→ **EXERCISE REQUIREMENTS**
Could you print every record below exactly as it appears?

→ **DATA ROWS**
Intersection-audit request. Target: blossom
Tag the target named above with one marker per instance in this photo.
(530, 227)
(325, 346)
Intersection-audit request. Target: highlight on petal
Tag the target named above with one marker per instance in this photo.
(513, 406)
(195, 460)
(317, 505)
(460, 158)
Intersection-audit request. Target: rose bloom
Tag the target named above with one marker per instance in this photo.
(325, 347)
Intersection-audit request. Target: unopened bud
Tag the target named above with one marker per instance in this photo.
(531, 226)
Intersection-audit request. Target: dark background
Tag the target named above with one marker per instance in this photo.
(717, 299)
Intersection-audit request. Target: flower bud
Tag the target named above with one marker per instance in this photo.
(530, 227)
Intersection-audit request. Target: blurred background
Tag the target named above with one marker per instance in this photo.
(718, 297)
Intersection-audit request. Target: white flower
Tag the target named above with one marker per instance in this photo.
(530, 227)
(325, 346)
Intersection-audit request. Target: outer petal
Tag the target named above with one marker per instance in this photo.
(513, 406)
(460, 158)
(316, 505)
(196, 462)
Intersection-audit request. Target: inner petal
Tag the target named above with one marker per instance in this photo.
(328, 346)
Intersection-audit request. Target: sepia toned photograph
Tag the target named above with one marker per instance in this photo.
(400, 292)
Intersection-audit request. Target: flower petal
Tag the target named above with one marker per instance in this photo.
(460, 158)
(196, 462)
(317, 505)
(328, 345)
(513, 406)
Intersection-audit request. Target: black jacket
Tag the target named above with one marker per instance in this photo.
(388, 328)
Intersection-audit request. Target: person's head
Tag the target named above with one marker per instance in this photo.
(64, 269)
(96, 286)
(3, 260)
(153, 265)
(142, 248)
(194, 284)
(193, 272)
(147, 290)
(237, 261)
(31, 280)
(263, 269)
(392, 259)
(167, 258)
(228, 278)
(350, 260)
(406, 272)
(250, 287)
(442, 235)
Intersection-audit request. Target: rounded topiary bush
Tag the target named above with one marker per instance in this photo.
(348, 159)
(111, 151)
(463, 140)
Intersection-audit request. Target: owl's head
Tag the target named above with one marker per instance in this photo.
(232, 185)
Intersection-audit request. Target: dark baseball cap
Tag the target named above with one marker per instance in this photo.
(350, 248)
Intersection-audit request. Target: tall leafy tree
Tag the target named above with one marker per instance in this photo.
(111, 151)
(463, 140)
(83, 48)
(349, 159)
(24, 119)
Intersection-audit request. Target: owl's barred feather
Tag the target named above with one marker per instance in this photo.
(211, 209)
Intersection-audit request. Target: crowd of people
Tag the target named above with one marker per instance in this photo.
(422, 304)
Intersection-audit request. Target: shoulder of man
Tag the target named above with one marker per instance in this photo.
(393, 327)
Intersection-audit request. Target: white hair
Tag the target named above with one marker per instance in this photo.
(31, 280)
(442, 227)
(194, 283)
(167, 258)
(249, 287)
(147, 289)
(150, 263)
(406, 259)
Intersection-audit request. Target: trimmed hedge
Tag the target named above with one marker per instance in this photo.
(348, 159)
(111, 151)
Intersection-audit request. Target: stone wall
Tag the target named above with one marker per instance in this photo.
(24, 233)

→ **EXERCISE RESULT**
Intersection-audit request. Target: blossom
Tag the target named above with one marker per instance in this photo.
(530, 227)
(325, 346)
Intersection-audit request. Target: highlight on petal
Tag the target named above with one marker per instance in this photo.
(513, 406)
(195, 460)
(317, 505)
(460, 158)
Intersection-audit request. Target: rose bloom
Tag the target named above with one marker per instance in this photo.
(325, 347)
Intersection-audit request. Target: unopened bud
Tag the target named above with one marker per instance in this photo.
(531, 226)
Intersection-audit request. Target: dark background
Tag the target named above with one marker per instance in this photo.
(717, 299)
Intersection-audit request. Target: flower bud
Tag the target named above with one marker per instance in this photo.
(530, 227)
Intersection-audit request. Target: blurred background
Tag the target named above with one marker per instance in this photo.
(718, 297)
Intersection-audit request. Target: white flower
Tag the target named above with one marker per instance in this photo.
(530, 227)
(325, 346)
Intersection-audit request. Target: outer petal
Tag the target named above with one marker per instance in this photo.
(513, 406)
(460, 158)
(316, 505)
(196, 462)
Intersection-audit request. Target: inner petal
Tag the target named above with one marker per instance in this photo.
(328, 346)
Intersection-audit request. Target: sepia toned photograph
Tag the target named above with one marker per instance in this photo.
(400, 292)
Intersection-audit request. Target: flower petal
Tag the target named above with one marker per instance in this photo.
(460, 158)
(196, 462)
(317, 505)
(328, 345)
(513, 406)
Intersection-audit request. Target: black jacket
Tag the target named above with one marker per instance in this photo.
(388, 328)
Intersection-audit request. Target: person's head
Tag the target named above with one marker per instance in this photo.
(64, 269)
(96, 286)
(3, 260)
(153, 265)
(142, 248)
(194, 284)
(193, 272)
(147, 290)
(237, 261)
(31, 280)
(263, 269)
(392, 259)
(167, 258)
(228, 278)
(350, 260)
(406, 272)
(250, 287)
(442, 235)
Intersection-audit request. Target: rounded topiary bush
Tag the target named above with one marker per instance in this photo.
(348, 159)
(111, 151)
(463, 140)
Intersection-audit request. Target: owl's head
Tag the target named above with one marker per instance in this photo.
(232, 185)
Intersection-audit request. Target: dark baseball cap
Tag the target named above with one marker per instance in this photo.
(350, 248)
Intersection-audit request. Target: tall leafy tree
Tag the target named above with one marker per instance in this photo.
(111, 151)
(463, 140)
(83, 48)
(349, 159)
(24, 119)
Intersection-audit request. Target: owl's barred feather
Tag the target named above with one marker per instance in this photo.
(211, 209)
Intersection-audit request. Target: crowd of people
Tag the target named above with one marker per instance in this photo.
(422, 304)
Intersection-audit request. Target: shoulder of man
Tag the target named above with one marker per instance in this photo.
(393, 327)
Intersection-audit request. Target: white hair
Tag the target named above with one marker per instance in this photo.
(31, 280)
(442, 227)
(194, 283)
(167, 258)
(249, 287)
(147, 289)
(150, 263)
(406, 259)
Intersection-audit request. Target: trimmed hedge
Tag the target named above with one marker per instance in this photo.
(348, 159)
(111, 151)
Intersection-audit request. Target: stone wall
Tag the target named above with one marker per instance in this photo.
(24, 233)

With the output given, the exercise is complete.